## Exercise details
Could you please reproduce every record below exactly, leaving out the pictures?

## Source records

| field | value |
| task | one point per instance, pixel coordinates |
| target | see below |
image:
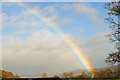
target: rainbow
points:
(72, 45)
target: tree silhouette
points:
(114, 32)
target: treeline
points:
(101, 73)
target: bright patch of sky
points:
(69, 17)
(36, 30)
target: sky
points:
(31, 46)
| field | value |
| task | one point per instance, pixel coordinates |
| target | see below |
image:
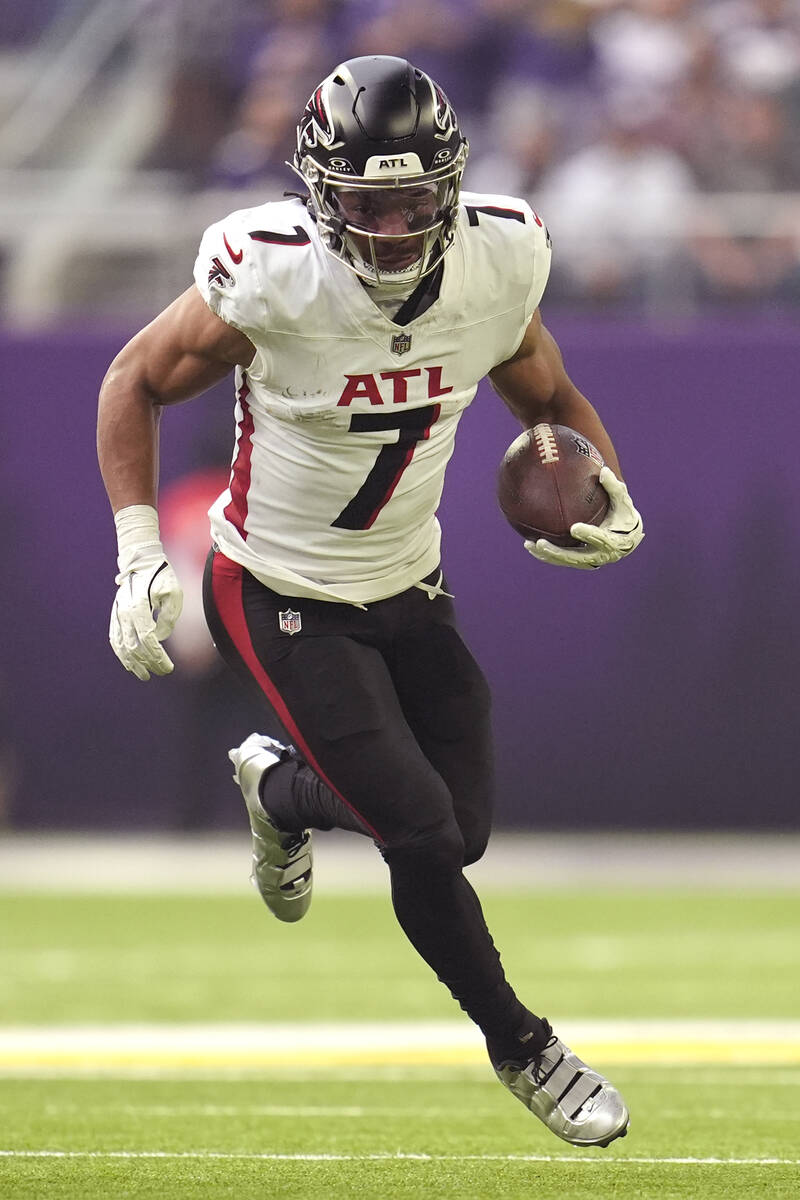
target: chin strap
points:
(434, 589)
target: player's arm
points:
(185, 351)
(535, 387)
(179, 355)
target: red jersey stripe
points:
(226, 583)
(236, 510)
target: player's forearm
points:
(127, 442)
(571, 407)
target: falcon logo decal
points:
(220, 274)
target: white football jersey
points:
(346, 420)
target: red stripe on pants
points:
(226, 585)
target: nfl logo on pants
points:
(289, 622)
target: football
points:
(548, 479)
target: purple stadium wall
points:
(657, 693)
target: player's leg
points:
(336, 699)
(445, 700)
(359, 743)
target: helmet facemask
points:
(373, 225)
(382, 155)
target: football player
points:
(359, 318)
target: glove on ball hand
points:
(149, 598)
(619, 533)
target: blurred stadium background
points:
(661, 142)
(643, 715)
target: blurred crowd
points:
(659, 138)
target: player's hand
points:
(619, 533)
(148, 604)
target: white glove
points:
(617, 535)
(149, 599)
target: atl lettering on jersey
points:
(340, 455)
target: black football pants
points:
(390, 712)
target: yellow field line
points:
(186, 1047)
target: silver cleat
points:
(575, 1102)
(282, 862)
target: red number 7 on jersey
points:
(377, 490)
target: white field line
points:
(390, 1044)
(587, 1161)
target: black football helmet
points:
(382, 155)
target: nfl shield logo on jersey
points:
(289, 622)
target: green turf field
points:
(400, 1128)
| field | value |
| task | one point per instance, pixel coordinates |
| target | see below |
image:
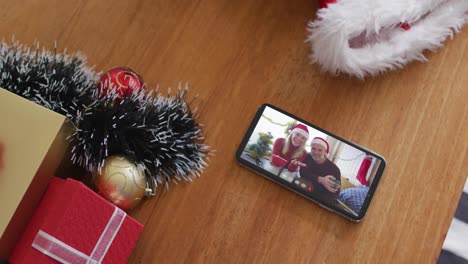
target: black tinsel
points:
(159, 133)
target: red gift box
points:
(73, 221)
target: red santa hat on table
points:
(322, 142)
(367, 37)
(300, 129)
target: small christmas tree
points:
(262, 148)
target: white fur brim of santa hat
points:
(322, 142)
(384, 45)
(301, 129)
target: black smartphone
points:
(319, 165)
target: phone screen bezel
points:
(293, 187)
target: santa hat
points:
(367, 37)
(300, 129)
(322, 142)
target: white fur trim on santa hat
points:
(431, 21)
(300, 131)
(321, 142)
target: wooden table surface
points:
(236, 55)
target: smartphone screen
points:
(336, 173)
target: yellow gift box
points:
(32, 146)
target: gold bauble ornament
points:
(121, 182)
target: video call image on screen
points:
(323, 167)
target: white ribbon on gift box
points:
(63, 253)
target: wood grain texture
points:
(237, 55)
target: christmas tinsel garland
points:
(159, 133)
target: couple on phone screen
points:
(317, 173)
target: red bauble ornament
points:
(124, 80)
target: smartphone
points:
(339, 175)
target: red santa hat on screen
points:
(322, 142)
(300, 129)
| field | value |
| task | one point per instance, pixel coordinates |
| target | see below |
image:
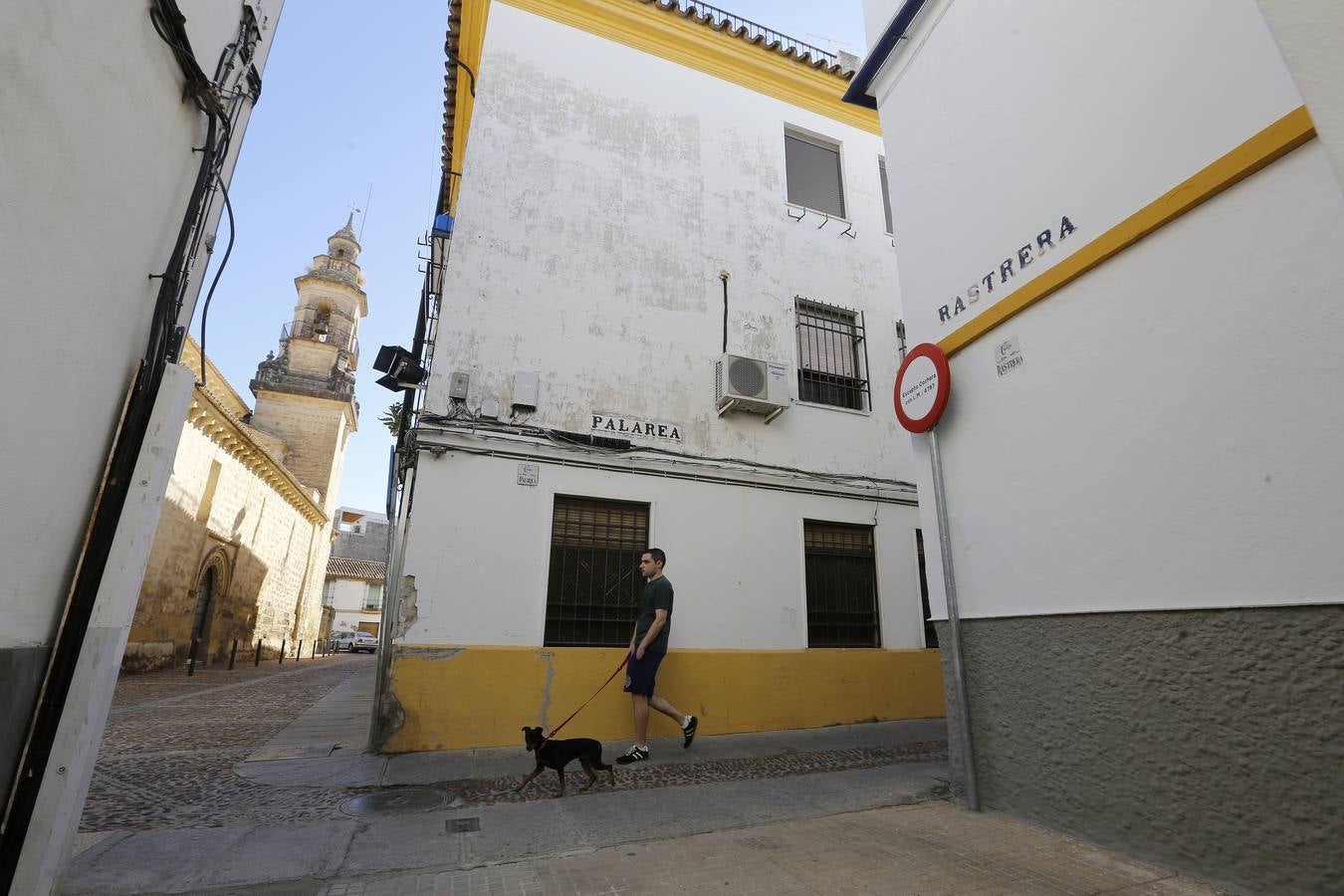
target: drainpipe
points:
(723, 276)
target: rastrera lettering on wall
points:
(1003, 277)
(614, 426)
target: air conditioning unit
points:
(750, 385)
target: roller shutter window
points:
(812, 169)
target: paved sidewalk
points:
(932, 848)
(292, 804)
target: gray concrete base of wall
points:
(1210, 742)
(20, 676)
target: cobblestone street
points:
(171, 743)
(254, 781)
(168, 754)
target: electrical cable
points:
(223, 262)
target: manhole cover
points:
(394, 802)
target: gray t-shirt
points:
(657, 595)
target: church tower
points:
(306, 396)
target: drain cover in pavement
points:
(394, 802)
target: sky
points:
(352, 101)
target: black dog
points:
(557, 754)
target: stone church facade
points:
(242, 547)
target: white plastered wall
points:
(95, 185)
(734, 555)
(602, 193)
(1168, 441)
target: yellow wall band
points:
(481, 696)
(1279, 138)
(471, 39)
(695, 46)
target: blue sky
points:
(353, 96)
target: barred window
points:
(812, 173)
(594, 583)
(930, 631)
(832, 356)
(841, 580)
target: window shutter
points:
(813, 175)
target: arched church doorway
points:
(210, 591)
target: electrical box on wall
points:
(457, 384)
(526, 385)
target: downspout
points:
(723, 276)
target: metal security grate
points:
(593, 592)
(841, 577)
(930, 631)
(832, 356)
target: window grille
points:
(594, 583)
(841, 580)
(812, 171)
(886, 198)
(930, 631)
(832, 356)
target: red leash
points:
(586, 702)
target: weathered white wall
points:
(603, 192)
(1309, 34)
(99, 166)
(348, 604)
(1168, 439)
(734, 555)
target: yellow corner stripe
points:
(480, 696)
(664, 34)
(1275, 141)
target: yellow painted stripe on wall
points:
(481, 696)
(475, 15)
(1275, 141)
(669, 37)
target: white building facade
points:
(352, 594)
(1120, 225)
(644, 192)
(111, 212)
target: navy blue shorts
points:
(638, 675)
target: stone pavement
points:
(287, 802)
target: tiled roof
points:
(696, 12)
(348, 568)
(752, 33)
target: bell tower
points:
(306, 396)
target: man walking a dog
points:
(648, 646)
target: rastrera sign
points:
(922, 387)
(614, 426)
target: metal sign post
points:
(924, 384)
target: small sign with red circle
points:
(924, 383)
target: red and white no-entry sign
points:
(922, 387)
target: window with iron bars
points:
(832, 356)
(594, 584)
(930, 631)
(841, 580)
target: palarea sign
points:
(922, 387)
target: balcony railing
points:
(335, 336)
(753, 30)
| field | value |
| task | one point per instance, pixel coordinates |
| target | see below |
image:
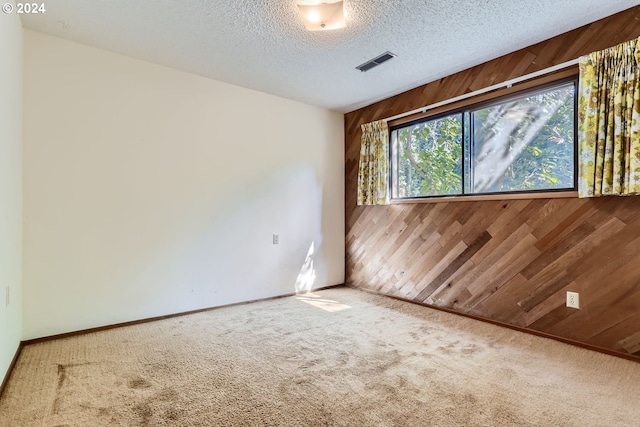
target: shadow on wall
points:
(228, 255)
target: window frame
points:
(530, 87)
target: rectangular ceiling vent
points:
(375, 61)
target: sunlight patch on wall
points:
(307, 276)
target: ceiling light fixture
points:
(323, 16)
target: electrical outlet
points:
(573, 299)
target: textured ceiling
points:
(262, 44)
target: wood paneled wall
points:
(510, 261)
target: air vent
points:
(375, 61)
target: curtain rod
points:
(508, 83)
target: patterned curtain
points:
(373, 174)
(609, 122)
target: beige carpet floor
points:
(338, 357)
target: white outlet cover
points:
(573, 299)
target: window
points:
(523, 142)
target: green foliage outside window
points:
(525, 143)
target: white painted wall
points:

## Answer for this exercise
| field | value |
| task | one point per instance, pixel coordinates |
| target | see below |
image:
target: rainbow
points:
(72, 45)
target: tree silhouette
points:
(114, 32)
target: treeline
points:
(101, 73)
target: bright patch of sky
points:
(69, 17)
(36, 30)
target: sky
points:
(31, 46)
| field | value |
| task | one point per instance, pixel coordinates |
| target | see below |
image:
target: chin strap
points:
(434, 589)
target: player's arm
points:
(185, 351)
(535, 387)
(179, 355)
target: red jersey stripe
points:
(226, 583)
(236, 510)
target: player's forearm
points:
(127, 442)
(571, 407)
target: falcon logo decal
points:
(220, 274)
target: white football jersey
points:
(346, 420)
target: red stripe on pants
points:
(226, 585)
target: nfl logo on pants
points:
(289, 622)
target: football
points:
(548, 479)
target: purple stadium wall
points:
(657, 693)
target: player's leg
points:
(336, 699)
(445, 700)
(359, 743)
target: helmet facemask
points:
(373, 225)
(382, 155)
target: football player
points:
(359, 318)
target: glove on ball hand
points:
(149, 598)
(619, 533)
target: blurred stadium background
points:
(661, 142)
(643, 715)
target: blurred crowd
points:
(659, 138)
target: player's hand
points:
(619, 533)
(148, 604)
target: white glove
points:
(617, 535)
(149, 599)
target: atl lettering on jersey
points:
(340, 455)
target: black football pants
points:
(390, 712)
target: yellow field line
points:
(186, 1047)
target: silver cleat
points:
(575, 1102)
(282, 862)
target: red number 7 on jersey
points:
(377, 490)
target: white field line
points:
(390, 1044)
(587, 1161)
target: black football helmet
points:
(382, 155)
target: nfl shield logo on jersey
points:
(289, 622)
target: green turf field
points:
(400, 1128)
| field | value |
| task | one point per instance, pixel coordinates |
| target | see below |
image:
target: black tinsel
points:
(159, 133)
target: red gift box
points:
(73, 221)
target: red santa hat on table
points:
(322, 142)
(367, 37)
(300, 129)
target: small christmas tree
points:
(262, 148)
target: white fur brim of santa hat
points:
(322, 142)
(384, 45)
(301, 129)
target: black smartphone
points:
(319, 165)
target: phone screen bezel
points:
(293, 187)
target: santa hat
points:
(367, 37)
(300, 129)
(322, 142)
target: white fur trim on santa hat
points:
(431, 21)
(300, 131)
(321, 142)
target: wooden table surface
points:
(236, 55)
target: smartphone screen
points:
(336, 173)
target: yellow gift box
points:
(32, 146)
target: gold bauble ornament
points:
(121, 182)
target: video call image on screen
points:
(323, 167)
target: white ribbon on gift box
points:
(63, 253)
target: wood grain texture
points:
(237, 55)
target: christmas tinsel garland
points:
(159, 133)
target: couple on phone screen
points:
(317, 173)
target: red bauble ornament
points:
(124, 80)
target: smartphone
points:
(339, 175)
target: red santa hat on screen
points:
(322, 142)
(300, 129)
| field | value |
| task | one point per instance, pixel coordinates |
| target | see below |
image:
target: drainpipe
points:
(723, 276)
target: rastrera lettering on wall
points:
(1003, 277)
(614, 426)
target: air conditioning unit
points:
(750, 385)
target: roller shutter window
points:
(812, 169)
target: paved sidewalk
points:
(932, 848)
(292, 804)
target: gray concrete base of wall
points:
(1210, 742)
(20, 676)
target: cobblestone street
points:
(171, 743)
(254, 781)
(168, 754)
target: electrical cable
points:
(223, 262)
target: manhole cover
points:
(394, 802)
target: gray t-shirt
points:
(657, 595)
target: church tower
points:
(306, 396)
target: drain cover in pavement
points:
(394, 802)
target: sky
points:
(352, 101)
target: black dog
points:
(557, 754)
target: stone church facade
points:
(242, 547)
target: white plastered wall
points:
(95, 185)
(734, 555)
(602, 193)
(1168, 441)
target: yellow wall band
points:
(481, 696)
(1279, 138)
(471, 39)
(695, 46)
target: blue sky
points:
(353, 96)
target: barred window
points:
(812, 173)
(594, 583)
(930, 631)
(832, 356)
(841, 580)
target: window shutter
points:
(813, 175)
target: arched church doorway
points:
(210, 591)
target: electrical box on wall
points:
(457, 384)
(526, 385)
target: downspout
points:
(723, 276)
target: metal security grate
points:
(593, 592)
(841, 577)
(930, 631)
(832, 356)
target: window grille
points:
(594, 583)
(841, 580)
(812, 171)
(886, 198)
(930, 631)
(832, 356)
target: red leash
points:
(586, 702)
target: weathered white wall
points:
(603, 192)
(1309, 34)
(99, 166)
(348, 604)
(1168, 439)
(734, 555)
target: yellow corner stripe
points:
(480, 696)
(664, 34)
(1275, 141)
target: yellow painted stripe on wall
points:
(481, 696)
(475, 15)
(1275, 141)
(669, 37)
target: white building facade
points:
(352, 594)
(1120, 225)
(644, 192)
(111, 212)
target: navy blue shorts
points:
(638, 675)
target: stone pavement
points:
(287, 802)
target: tiled roof
points:
(696, 12)
(348, 568)
(752, 33)
target: bell tower
points:
(306, 396)
target: man walking a dog
points:
(648, 646)
target: rastrera sign
points:
(922, 387)
(614, 426)
target: metal sign post
points:
(924, 384)
target: small sign with red circle
points:
(924, 383)
target: red and white no-entry sign
points:
(922, 387)
target: window with iron bars
points:
(832, 356)
(594, 584)
(930, 631)
(841, 580)
target: palarea sign
points:
(922, 387)
target: balcony railing
points:
(335, 336)
(753, 30)
| field | value |
| task | one point per instance, pixel coordinates |
| target | see below |
image:
target: shadow on wall
points:
(228, 255)
target: window frame
points:
(530, 87)
target: rectangular ceiling vent
points:
(375, 61)
target: sunlight patch on wall
points:
(307, 276)
target: ceiling light fixture
points:
(323, 16)
target: electrical outlet
points:
(573, 299)
target: textured ceiling
points:
(262, 44)
target: wood paneled wall
points:
(510, 261)
target: air vent
points:
(375, 61)
target: curtain rod
points:
(508, 83)
target: patterned curtain
points:
(373, 174)
(609, 122)
target: beige carpet floor
points:
(338, 357)
target: white outlet cover
points:
(573, 299)
target: window
points:
(523, 142)
target: green foliage outside window
points:
(525, 143)
target: white painted wall
points:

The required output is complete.